▶ Exercise prompt: Determine how many lines in the data below contain the string "gray", treating letter case as significant, and give only that number.

======== Task input ========

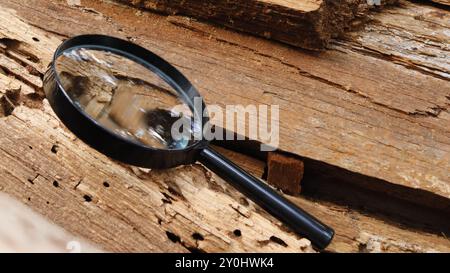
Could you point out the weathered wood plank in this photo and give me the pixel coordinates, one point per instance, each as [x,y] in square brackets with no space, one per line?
[345,107]
[306,23]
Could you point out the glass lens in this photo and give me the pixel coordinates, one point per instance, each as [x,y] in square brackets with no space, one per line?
[126,97]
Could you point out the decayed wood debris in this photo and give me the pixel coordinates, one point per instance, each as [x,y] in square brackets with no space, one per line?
[306,23]
[331,100]
[23,230]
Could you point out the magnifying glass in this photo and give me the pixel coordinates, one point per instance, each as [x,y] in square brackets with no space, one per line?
[135,107]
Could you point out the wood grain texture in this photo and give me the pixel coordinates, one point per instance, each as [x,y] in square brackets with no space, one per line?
[306,23]
[123,208]
[360,106]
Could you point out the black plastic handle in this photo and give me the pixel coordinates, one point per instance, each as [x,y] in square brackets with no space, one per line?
[299,220]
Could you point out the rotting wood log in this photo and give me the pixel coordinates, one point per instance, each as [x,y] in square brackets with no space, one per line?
[285,172]
[358,109]
[305,23]
[443,2]
[33,140]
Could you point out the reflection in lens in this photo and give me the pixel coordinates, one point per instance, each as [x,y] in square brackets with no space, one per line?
[125,97]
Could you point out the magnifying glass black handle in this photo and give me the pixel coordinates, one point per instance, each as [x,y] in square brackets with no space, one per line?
[297,219]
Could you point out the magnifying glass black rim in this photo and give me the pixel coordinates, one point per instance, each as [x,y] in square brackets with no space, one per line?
[105,140]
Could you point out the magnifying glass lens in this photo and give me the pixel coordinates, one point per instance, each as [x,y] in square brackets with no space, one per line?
[126,97]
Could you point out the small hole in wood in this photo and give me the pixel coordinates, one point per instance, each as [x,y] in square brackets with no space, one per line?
[237,233]
[87,198]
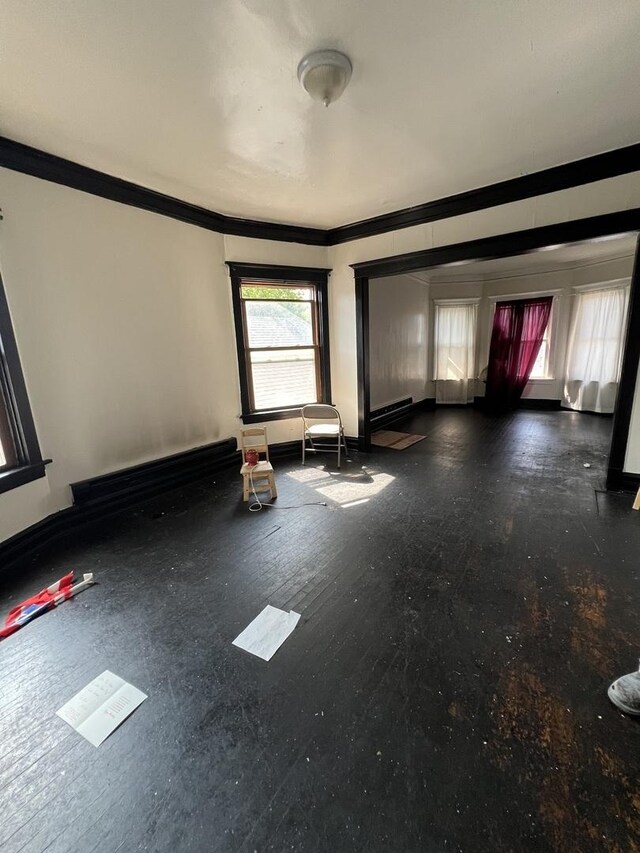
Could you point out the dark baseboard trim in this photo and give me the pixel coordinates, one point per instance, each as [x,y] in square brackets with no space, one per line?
[387,414]
[620,481]
[159,475]
[40,164]
[543,405]
[546,405]
[396,411]
[101,497]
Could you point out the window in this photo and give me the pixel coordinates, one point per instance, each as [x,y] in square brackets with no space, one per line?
[455,350]
[20,458]
[281,320]
[455,340]
[541,368]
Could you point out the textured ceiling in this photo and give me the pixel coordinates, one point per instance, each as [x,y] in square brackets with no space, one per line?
[200,99]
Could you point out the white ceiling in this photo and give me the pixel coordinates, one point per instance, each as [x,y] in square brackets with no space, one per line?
[543,260]
[199,98]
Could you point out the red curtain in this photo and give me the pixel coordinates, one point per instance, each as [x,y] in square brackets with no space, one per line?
[518,330]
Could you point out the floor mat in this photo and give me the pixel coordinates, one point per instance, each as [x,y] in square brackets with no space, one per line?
[395,440]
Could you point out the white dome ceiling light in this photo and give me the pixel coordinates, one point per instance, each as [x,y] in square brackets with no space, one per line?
[325,74]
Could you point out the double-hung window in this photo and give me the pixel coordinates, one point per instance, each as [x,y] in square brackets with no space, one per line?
[281,320]
[20,458]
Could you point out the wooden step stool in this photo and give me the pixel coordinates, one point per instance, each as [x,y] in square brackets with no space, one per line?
[255,438]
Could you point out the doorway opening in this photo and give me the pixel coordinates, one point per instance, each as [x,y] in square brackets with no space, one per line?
[425,324]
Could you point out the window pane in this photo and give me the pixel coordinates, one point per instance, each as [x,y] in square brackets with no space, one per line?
[279,324]
[268,291]
[284,378]
[539,369]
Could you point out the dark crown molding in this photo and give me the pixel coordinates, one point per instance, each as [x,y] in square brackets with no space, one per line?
[31,161]
[49,167]
[596,168]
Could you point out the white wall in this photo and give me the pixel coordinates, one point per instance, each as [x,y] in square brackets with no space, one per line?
[124,321]
[398,330]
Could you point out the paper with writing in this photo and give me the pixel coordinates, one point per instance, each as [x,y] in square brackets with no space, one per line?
[268,631]
[100,707]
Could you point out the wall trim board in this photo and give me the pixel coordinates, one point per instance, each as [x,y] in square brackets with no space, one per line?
[40,164]
[58,170]
[503,245]
[391,408]
[530,403]
[621,481]
[363,365]
[155,476]
[396,411]
[102,497]
[628,376]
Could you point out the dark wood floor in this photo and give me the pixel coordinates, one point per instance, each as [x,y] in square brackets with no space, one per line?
[465,604]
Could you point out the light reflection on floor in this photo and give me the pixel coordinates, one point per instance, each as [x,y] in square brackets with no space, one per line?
[344,489]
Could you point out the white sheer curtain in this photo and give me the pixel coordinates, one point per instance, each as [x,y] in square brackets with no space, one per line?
[594,355]
[454,351]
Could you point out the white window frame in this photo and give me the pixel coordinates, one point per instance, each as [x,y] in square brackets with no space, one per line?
[551,326]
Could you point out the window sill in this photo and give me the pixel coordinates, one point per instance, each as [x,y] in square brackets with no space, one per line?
[271,415]
[278,414]
[15,477]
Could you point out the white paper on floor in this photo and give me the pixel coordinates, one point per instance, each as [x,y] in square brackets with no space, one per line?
[100,707]
[268,631]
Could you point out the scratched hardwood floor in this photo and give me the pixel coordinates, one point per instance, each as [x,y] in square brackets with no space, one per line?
[465,604]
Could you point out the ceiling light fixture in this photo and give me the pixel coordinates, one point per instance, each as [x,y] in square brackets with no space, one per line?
[325,74]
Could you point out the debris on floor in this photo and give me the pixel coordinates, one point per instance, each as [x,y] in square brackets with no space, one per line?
[100,707]
[268,631]
[46,599]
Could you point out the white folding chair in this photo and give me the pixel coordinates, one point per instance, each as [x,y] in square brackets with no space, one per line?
[322,422]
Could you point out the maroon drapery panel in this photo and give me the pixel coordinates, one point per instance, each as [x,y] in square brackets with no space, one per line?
[518,330]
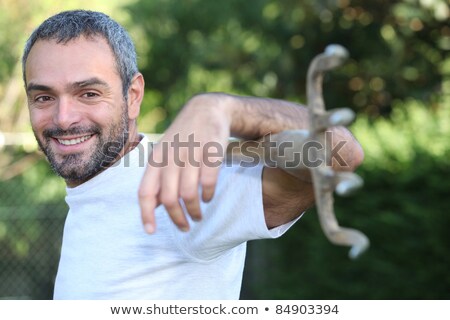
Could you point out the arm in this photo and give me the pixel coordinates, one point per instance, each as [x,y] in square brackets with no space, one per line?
[214,117]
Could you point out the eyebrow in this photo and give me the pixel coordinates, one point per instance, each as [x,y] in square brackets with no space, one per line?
[76,85]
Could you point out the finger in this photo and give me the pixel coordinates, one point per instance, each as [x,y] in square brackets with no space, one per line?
[208,179]
[169,196]
[148,197]
[189,190]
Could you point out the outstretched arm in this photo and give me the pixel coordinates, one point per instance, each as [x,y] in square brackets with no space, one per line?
[214,117]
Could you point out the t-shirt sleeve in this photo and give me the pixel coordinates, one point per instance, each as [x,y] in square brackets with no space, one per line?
[234,216]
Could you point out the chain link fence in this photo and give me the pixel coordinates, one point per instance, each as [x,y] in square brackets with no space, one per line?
[32,214]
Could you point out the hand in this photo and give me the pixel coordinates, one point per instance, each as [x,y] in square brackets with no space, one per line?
[185,161]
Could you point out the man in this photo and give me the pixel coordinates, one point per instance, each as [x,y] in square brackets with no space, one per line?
[84,94]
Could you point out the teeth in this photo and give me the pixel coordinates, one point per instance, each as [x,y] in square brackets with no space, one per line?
[71,142]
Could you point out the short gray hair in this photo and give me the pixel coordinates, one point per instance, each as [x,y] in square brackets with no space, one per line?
[69,25]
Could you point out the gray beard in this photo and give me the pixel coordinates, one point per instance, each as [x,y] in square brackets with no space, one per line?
[106,150]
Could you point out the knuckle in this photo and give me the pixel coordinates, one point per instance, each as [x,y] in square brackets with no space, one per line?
[169,201]
[188,194]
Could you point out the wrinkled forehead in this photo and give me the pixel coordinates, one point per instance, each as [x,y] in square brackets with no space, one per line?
[74,60]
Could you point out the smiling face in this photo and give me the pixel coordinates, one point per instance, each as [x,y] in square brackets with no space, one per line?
[77,110]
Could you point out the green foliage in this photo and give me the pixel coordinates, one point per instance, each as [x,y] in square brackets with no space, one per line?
[263,48]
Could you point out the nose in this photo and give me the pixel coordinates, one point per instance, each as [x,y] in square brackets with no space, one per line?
[66,113]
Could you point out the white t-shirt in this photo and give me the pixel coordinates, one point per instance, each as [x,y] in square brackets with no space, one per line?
[107,255]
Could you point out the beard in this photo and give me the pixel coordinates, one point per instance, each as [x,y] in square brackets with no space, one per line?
[80,167]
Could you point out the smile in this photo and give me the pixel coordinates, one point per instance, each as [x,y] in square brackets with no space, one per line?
[72,142]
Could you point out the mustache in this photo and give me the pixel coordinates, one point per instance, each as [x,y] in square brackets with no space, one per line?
[48,133]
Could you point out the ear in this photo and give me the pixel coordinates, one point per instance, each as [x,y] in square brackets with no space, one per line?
[135,96]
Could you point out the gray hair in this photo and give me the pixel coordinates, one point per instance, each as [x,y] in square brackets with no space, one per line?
[70,25]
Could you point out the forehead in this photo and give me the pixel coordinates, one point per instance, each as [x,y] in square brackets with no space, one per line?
[78,59]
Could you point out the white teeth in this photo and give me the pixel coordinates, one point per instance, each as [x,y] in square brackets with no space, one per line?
[71,142]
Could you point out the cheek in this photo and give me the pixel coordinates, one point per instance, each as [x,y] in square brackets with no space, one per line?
[39,120]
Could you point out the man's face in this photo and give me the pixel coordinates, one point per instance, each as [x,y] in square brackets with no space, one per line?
[76,106]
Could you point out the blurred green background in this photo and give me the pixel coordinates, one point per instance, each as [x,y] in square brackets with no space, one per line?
[397,80]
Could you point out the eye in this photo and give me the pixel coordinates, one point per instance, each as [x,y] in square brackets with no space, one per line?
[43,99]
[90,94]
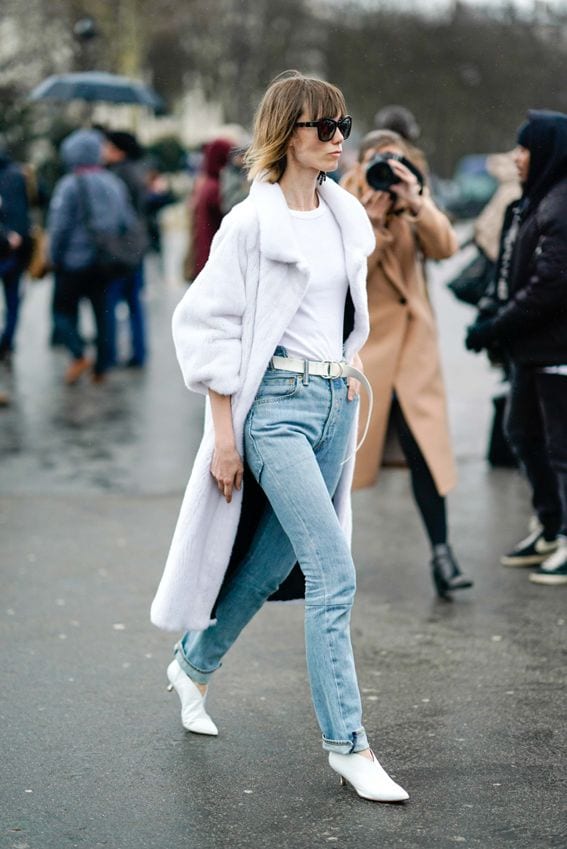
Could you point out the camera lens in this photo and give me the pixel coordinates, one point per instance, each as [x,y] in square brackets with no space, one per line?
[379,174]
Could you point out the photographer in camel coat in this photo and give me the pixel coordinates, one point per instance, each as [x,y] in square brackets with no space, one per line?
[401,356]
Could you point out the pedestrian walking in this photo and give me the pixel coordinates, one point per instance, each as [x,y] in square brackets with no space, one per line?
[205,211]
[528,319]
[123,155]
[87,203]
[14,247]
[401,357]
[270,332]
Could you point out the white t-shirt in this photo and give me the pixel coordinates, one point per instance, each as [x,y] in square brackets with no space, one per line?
[316,330]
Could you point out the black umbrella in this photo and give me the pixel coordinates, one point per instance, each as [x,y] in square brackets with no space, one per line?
[97,86]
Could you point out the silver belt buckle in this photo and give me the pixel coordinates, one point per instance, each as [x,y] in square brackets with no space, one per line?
[334,370]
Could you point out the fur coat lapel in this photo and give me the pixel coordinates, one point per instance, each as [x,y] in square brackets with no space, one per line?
[225,329]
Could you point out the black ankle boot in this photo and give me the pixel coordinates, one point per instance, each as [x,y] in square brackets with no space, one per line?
[446,573]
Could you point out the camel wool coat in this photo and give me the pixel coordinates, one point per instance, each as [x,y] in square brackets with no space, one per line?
[401,355]
[225,330]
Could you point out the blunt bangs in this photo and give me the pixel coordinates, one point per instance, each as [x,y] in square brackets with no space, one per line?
[287,97]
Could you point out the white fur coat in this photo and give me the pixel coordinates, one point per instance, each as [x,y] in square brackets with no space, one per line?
[225,330]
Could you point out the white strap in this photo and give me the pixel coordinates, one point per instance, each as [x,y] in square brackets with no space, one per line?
[331,370]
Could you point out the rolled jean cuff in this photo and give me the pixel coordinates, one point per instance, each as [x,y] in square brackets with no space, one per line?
[199,676]
[358,743]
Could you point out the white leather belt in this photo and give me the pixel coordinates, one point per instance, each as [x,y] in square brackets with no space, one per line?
[331,370]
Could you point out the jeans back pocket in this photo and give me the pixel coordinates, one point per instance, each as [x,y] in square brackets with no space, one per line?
[276,386]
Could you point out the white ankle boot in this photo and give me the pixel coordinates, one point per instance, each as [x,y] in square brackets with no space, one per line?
[367,777]
[194,717]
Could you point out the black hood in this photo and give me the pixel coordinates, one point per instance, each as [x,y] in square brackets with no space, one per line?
[544,134]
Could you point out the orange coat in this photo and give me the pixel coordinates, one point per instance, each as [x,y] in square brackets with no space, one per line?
[402,353]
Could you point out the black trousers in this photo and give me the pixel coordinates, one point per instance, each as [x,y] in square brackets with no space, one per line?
[536,424]
[70,288]
[430,504]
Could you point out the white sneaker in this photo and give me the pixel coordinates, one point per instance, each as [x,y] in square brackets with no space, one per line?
[367,777]
[553,570]
[194,717]
[530,551]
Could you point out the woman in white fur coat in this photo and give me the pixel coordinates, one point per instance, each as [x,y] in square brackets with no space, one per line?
[270,332]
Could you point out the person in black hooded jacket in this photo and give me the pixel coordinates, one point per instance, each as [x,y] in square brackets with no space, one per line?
[527,317]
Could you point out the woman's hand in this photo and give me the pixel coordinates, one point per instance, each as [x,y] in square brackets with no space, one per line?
[377,205]
[408,189]
[353,383]
[227,469]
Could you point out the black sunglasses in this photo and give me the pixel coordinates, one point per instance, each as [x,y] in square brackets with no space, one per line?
[327,127]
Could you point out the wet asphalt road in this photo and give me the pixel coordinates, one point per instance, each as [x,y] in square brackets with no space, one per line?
[464,702]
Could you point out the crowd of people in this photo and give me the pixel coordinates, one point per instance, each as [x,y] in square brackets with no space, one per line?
[305,295]
[100,221]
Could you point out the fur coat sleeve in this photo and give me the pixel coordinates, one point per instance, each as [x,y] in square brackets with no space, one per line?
[207,323]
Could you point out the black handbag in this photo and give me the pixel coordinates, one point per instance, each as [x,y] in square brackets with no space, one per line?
[471,283]
[116,253]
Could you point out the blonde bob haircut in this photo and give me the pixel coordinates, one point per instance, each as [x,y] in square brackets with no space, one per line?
[288,95]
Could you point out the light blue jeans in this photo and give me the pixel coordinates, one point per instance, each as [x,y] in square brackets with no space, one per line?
[296,436]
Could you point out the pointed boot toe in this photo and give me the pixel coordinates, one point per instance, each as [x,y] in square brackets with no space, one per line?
[368,778]
[194,717]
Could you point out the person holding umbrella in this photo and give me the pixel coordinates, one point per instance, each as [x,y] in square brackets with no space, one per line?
[123,155]
[86,201]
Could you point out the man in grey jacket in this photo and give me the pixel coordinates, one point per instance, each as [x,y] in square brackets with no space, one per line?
[87,200]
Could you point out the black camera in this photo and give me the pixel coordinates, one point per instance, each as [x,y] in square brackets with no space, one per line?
[380,175]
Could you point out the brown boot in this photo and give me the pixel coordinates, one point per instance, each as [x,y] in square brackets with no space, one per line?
[76,369]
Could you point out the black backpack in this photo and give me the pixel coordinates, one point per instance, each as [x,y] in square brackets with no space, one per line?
[116,253]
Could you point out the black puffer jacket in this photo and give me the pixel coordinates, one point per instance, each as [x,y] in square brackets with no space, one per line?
[532,325]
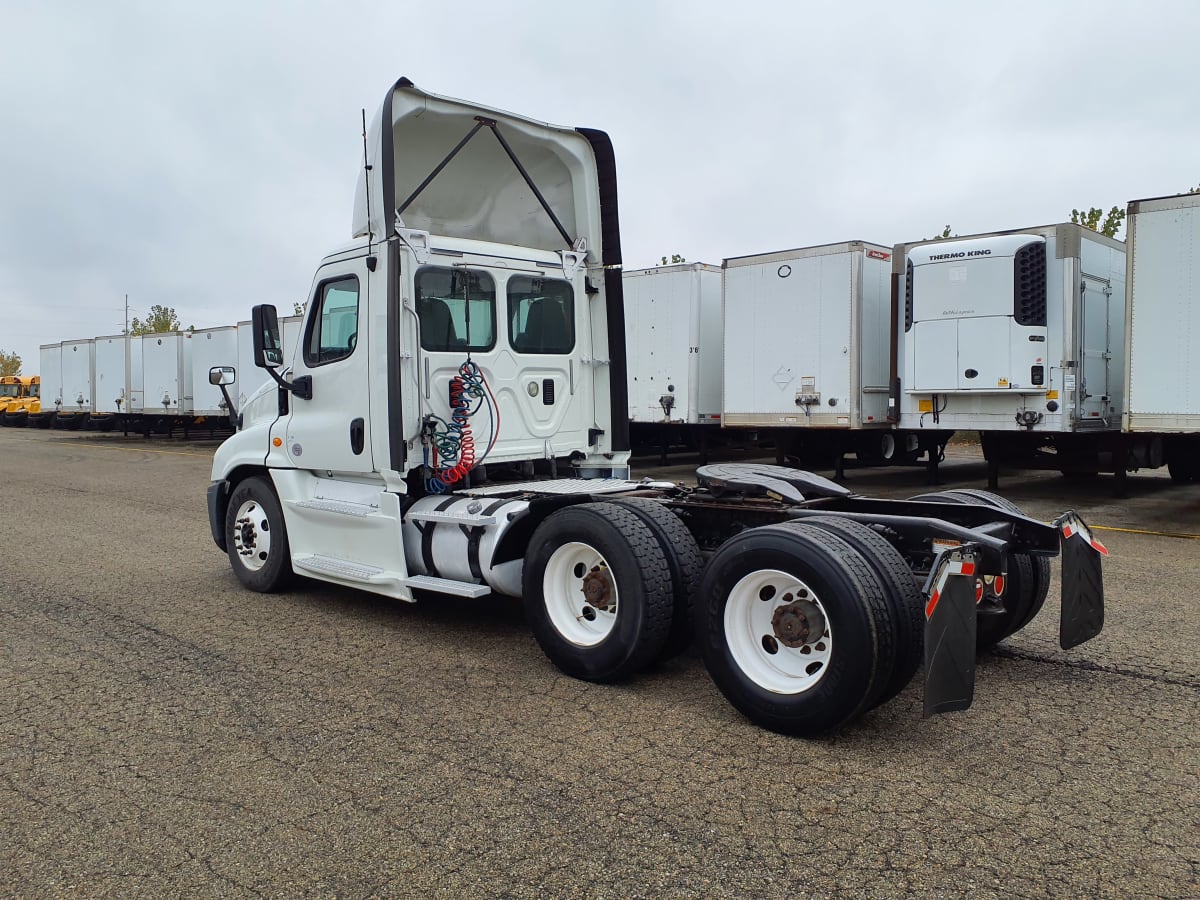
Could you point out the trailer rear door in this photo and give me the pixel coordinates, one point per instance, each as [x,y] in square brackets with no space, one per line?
[1095,354]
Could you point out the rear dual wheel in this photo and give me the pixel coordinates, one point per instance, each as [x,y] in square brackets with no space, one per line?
[598,592]
[797,628]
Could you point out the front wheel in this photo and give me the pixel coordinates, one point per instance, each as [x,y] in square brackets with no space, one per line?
[256,538]
[598,592]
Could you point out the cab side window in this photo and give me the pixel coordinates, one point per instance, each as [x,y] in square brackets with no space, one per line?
[541,315]
[456,309]
[334,327]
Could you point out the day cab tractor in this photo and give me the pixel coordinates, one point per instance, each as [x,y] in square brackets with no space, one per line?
[453,421]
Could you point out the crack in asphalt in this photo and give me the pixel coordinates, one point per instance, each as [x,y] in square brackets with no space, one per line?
[1090,666]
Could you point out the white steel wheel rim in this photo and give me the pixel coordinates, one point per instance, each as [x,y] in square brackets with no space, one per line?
[750,633]
[252,535]
[570,570]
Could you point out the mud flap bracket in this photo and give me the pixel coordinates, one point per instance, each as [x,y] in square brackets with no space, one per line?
[1083,582]
[951,633]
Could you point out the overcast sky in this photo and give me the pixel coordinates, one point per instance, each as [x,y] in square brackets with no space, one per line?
[204,155]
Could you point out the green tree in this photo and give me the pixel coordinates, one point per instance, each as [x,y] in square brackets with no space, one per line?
[1097,221]
[161,318]
[10,363]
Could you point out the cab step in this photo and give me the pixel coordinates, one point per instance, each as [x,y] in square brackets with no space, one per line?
[342,568]
[345,508]
[447,586]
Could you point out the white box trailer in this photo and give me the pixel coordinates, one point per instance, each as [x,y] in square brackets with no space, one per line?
[213,347]
[1162,363]
[1163,315]
[167,373]
[51,361]
[807,337]
[1017,335]
[673,343]
[119,373]
[807,349]
[78,377]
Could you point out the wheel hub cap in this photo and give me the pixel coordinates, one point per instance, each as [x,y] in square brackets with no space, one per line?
[797,623]
[598,588]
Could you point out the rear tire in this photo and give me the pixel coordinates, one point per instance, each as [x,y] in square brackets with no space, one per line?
[257,538]
[684,562]
[597,591]
[903,591]
[761,594]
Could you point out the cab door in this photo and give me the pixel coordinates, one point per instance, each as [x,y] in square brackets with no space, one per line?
[331,432]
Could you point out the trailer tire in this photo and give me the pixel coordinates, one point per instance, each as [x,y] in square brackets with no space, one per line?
[757,657]
[597,591]
[684,562]
[1026,583]
[903,591]
[257,538]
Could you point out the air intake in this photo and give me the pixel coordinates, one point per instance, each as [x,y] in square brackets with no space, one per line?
[1030,285]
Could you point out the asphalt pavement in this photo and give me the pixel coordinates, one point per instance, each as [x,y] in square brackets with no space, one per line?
[166,732]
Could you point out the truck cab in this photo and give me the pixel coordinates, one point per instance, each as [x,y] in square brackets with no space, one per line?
[462,337]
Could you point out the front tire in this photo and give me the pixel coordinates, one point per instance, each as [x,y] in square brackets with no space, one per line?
[795,629]
[256,537]
[598,592]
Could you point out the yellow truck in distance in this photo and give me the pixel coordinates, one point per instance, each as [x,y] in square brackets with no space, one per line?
[19,396]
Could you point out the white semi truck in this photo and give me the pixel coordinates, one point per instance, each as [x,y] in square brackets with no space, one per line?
[454,421]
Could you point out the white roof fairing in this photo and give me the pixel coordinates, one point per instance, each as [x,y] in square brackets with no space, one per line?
[480,195]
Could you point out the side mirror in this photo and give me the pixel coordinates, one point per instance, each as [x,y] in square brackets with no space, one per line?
[222,375]
[265,328]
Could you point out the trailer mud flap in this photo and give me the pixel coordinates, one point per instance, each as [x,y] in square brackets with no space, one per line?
[951,633]
[1083,582]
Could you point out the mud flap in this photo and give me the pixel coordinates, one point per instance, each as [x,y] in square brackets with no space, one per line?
[1083,582]
[951,633]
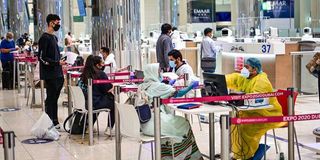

========

▶ Task result: 3